[Record list]
···
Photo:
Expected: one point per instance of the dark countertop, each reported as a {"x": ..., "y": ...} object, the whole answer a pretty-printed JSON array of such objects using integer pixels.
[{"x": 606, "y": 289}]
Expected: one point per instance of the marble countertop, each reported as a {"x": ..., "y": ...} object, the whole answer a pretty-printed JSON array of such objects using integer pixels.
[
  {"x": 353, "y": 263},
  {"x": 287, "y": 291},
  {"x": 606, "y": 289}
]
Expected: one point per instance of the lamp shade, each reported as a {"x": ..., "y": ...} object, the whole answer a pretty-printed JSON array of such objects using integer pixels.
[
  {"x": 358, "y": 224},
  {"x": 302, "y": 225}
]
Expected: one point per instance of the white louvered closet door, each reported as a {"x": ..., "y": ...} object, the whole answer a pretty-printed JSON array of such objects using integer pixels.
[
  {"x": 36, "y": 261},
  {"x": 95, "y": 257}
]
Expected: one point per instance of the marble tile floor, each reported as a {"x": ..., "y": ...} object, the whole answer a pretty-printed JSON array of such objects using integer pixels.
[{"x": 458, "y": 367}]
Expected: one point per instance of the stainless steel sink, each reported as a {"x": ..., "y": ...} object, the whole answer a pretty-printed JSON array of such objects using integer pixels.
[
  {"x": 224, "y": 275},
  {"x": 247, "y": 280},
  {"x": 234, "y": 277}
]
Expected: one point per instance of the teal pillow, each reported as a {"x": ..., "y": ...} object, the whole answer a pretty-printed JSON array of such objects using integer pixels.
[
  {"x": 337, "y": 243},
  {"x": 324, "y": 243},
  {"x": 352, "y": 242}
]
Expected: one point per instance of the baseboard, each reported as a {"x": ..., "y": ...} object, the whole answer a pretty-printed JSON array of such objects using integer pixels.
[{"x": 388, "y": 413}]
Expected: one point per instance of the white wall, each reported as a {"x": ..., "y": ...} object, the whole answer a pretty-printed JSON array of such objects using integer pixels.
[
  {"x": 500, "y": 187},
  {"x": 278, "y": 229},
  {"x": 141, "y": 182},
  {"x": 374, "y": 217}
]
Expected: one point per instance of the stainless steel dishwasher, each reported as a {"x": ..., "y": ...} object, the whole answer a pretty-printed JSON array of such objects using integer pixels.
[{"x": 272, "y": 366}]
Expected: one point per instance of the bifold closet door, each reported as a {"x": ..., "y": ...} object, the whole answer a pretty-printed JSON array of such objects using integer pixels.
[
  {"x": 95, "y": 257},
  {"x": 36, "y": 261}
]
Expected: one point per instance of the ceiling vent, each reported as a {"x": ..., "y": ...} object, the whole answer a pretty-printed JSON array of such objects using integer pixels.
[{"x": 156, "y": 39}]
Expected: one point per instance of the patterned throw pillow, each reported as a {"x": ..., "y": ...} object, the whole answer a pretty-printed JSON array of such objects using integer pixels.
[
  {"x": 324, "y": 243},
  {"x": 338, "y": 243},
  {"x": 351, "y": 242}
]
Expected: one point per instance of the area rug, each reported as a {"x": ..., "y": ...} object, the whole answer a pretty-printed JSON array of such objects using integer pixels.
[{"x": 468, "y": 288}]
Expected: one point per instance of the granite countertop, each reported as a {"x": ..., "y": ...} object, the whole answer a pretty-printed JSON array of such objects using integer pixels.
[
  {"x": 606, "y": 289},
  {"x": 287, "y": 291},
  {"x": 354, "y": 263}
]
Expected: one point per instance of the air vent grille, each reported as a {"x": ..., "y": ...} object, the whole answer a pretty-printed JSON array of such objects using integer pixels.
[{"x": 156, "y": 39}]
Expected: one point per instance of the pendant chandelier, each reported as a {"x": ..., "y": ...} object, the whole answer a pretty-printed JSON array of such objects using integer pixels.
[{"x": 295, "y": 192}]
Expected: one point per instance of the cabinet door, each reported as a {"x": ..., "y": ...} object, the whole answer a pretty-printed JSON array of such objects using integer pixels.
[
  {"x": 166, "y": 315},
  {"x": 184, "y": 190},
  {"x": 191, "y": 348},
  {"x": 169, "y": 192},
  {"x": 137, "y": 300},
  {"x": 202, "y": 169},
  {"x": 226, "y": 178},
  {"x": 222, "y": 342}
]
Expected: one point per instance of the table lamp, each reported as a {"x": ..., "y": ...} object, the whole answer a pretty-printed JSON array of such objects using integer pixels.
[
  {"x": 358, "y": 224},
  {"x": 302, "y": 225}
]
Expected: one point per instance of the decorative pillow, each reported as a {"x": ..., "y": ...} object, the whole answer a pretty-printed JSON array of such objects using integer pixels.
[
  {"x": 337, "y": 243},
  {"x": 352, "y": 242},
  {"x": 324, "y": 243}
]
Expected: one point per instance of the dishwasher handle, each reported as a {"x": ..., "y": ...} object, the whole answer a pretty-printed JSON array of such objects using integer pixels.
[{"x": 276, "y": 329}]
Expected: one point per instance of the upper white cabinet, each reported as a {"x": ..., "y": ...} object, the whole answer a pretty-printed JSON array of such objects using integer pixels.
···
[Set task] Reproduce every row above, substituting "minified" for each occurrence of "pretty-printed" and keeping all other text identical.

[Response to the exercise]
Photo:
Expected: one point per instance of the dark countertop, each reported as a {"x": ..., "y": ...} object, the whole answer a minified JSON array of such objects using integer pixels.
[{"x": 606, "y": 289}]
Expected: one point per instance of the marble countertop, each reported as a {"x": ..., "y": ...} object, the whole answer a minified JSON array of such objects using integer pixels.
[
  {"x": 353, "y": 263},
  {"x": 287, "y": 291},
  {"x": 606, "y": 289}
]
Expected: one point per instance of the lamp shade, each reported as a {"x": ..., "y": ...} object, the whole answer a minified JSON array of such objects using integer pixels.
[
  {"x": 358, "y": 224},
  {"x": 302, "y": 225}
]
Expected: one point per instance of the white louvered closet door, each reported as a {"x": ..., "y": ...} object, the whole answer a minified JSON array of such objects using integer pixels.
[
  {"x": 36, "y": 261},
  {"x": 95, "y": 257}
]
Expected: one point per instance of the marble tile floor, each reported as a {"x": ..., "y": ...} object, the whole answer a minified JSON array of such objects using integer pixels.
[{"x": 458, "y": 367}]
Expected: one point per instance of the stainless steel sink, each reported as a {"x": ..., "y": ...} object, the whole answer a minified JSON array of such objects using integer pixels.
[
  {"x": 224, "y": 275},
  {"x": 247, "y": 280},
  {"x": 234, "y": 277}
]
Expected: one point per instance of the teal pillow, each reported as a {"x": ..., "y": ...} object, the whole answer a minified JSON array of such objects using integer pixels.
[
  {"x": 337, "y": 243},
  {"x": 324, "y": 243},
  {"x": 352, "y": 242}
]
Expected: one point per instance of the baseboard, each reported as a {"x": ..., "y": ...} object, the whole answer a minified JSON array of such objects using integer pixels.
[{"x": 388, "y": 413}]
Expected: one point per instance of the white wall, each reported as a {"x": ..., "y": ...} object, the whole answer a minified JSON array of such objects using integer pixels.
[
  {"x": 500, "y": 187},
  {"x": 278, "y": 229},
  {"x": 141, "y": 182},
  {"x": 374, "y": 217}
]
Expected: one point per instance of the stainless steel dishwasher, each reported as a {"x": ..., "y": ...} object, the whole answer a minified JSON array of such objects using integer pixels.
[{"x": 272, "y": 366}]
Expected: one point per instance of the bifold closet door, each reported as a {"x": ..., "y": ...} object, the whole answer a minified JSON array of such objects using integer pixels.
[
  {"x": 95, "y": 257},
  {"x": 36, "y": 261}
]
Expected: one point per instance of the ceiling vent, each reported as a {"x": ..., "y": ...} object, the whole answer a minified JSON array of such objects using integer pixels.
[{"x": 156, "y": 39}]
Expected: one point per instance of the patterned throw pillow, each reported as a {"x": ..., "y": ...} object, the whole answer a minified JSON array of such objects using integer pixels.
[
  {"x": 324, "y": 243},
  {"x": 338, "y": 243},
  {"x": 351, "y": 242}
]
Expected: one point per instance of the area rug, each reported as a {"x": ..., "y": ...} object, the whole answer a minified JSON array of such objects using integer pixels.
[{"x": 468, "y": 288}]
Expected: one point per instance of the granite countertop, each reported as a {"x": ..., "y": ...} object, the whole answer a minified JSON array of such objects using integer pixels.
[
  {"x": 606, "y": 289},
  {"x": 287, "y": 291},
  {"x": 354, "y": 263}
]
Expected: one point per instance of the air vent grille, each reported as a {"x": ..., "y": ...} object, the whole answer a minified JSON array of such objects using integer pixels.
[{"x": 156, "y": 39}]
Expected: one point per instance of the pendant chandelier, each reported as a {"x": ..., "y": ...} object, the whole answer a minified JSON array of such objects using integer pixels.
[{"x": 295, "y": 192}]
Expected: one point per instance of the cabinet door, each reported as a {"x": ..., "y": ...} object, the whole answer a minified JSON array of such objects using integer pixels.
[
  {"x": 166, "y": 315},
  {"x": 184, "y": 190},
  {"x": 191, "y": 348},
  {"x": 169, "y": 192},
  {"x": 137, "y": 300},
  {"x": 202, "y": 169},
  {"x": 226, "y": 178},
  {"x": 222, "y": 342}
]
Expected: one point per instance of the table lamp, each reported as a {"x": ..., "y": ...} object, the whole answer a minified JSON array of such objects using integer pixels.
[
  {"x": 358, "y": 224},
  {"x": 302, "y": 225}
]
Expected: one point per instance of the decorative pillow, each reported as a {"x": ..., "y": ...} object, the whole answer a minified JSON array of such objects using integer pixels.
[
  {"x": 337, "y": 243},
  {"x": 352, "y": 242},
  {"x": 324, "y": 243}
]
Expected: one point per instance of the dishwasher handle, each reported as a {"x": ..., "y": ...} object, the whole answer a minified JSON array of such objects using integer pixels.
[{"x": 276, "y": 329}]
Expected: one point per instance of the upper white cabinet, each reported as a {"x": ..., "y": ...} object, the whole answer a minified JSON array of such objects using integer pixels.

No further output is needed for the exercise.